# [Tasks for this exercise]
[1] Per the career overview, how much may restaurant and catering managers earn in a year?
[2] Reproduce part of the career overview word for word. Begin at the words "Restaurant managers work" and stop after "and the service.".

# [Provided text]
──────
Catering/Restaurant Manager

Do you want to become a Catering/Restaurant Manager? Here is some information to help point you in the right direction:

Job Description - Print Page

Restaurant managers work in hotels, restaurants or fast-food outlets, keeping the business running smoothly, and customers and staff happy. Catering managers work for outside catering firms, business or factory canteens, hospitals or schools.

The job can include:

  • hiring and training staff
  • ensuring food hygiene standards are understood and maintained
  • overseeing the budget and ordering supplies for the week's menus.

The most important part of the job is keeping a constant eye on the standard of the ingredients, the meals, the restaurant environment and the service.

Restaurant managers have to be prepared to work long days and unsociable hours. Catering managers - especially in businesses or schools - are more likely to work regular daytime hours. Part-time work may be possible.

Catering and restaurant managers usually work indoors in warm, pleasant environments. A restaurant manager spends some of the time ‘front of house' in the restaurant itself.

Restaurant and catering managers may earn between £14,000 and £60,000 a year.

They need to be:

  • excellent organisers
  • good at thinking quickly and sorting out problems on the spot
  • good motivators and leaders
  • interested in food and customer service.

The hospitality, leisure, travel and tourism industry is a large and growing sector, employing nearly two million people. Every kind of eating place - from restaurants and fast-food outlets, to hotels and business canteens - needs good managers.

The two most usual entry routes for young people are by gaining experience in the food or hospitality industry at a lower level and working up to management posts, or by studying for a foundation degree, HND or degree, and joining a company as a trainee.

There is no age limit for becoming a restaurant or catering manager. Some employers do prefer people with experience.

Catering and restaurant managers are normally trained on the job to give them experience in many different areas of the business. They may study for NVQs/SVQs. Management training is likely to include specialised courses in subjects such as finance, marketing, human resources, food safety and training.

Promotion could lead to the management of a regional area for a chain of hotels or restaurants. There are also opportunities to move into hotel or leisure management.
──────
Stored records
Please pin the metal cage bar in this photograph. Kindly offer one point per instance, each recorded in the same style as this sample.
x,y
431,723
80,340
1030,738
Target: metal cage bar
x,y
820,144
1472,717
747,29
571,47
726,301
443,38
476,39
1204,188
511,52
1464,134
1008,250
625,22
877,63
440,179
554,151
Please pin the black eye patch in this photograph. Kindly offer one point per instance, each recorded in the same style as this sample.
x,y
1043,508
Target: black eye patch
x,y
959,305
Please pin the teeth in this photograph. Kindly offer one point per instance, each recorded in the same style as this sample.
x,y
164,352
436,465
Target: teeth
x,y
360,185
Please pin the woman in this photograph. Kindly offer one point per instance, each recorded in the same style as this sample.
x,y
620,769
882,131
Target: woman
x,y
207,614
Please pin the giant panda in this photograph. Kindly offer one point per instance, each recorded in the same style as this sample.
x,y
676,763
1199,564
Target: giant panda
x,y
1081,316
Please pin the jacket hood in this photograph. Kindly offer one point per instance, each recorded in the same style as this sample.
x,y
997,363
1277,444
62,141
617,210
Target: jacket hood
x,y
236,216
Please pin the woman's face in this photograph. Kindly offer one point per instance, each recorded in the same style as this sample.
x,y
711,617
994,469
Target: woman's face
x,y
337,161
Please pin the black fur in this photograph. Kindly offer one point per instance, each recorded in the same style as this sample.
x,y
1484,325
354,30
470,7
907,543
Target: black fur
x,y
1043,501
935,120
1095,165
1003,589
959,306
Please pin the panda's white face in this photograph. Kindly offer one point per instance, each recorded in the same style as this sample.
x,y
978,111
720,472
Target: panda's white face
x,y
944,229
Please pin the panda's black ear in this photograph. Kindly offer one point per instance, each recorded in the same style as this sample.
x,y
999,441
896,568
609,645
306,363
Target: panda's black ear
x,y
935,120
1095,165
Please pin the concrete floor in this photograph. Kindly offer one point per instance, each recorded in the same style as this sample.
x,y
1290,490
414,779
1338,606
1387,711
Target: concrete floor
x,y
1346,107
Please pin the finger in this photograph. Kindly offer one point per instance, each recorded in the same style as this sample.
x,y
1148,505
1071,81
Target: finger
──────
# [Solutions below]
[1] Between £14,000 and £60,000 a year.

[2]
Restaurant managers work in hotels, restaurants or fast-food outlets, keeping the business running smoothly, and customers and staff happy. Catering managers work for outside catering firms, business or factory canteens, hospitals or schools.

The job can include:

  • hiring and training staff
  • ensuring food hygiene standards are understood and maintained
  • overseeing the budget and ordering supplies for the week's menus.

The most important part of the job is keeping a constant eye on the standard of the ingredients, the meals, the restaurant environment and the service.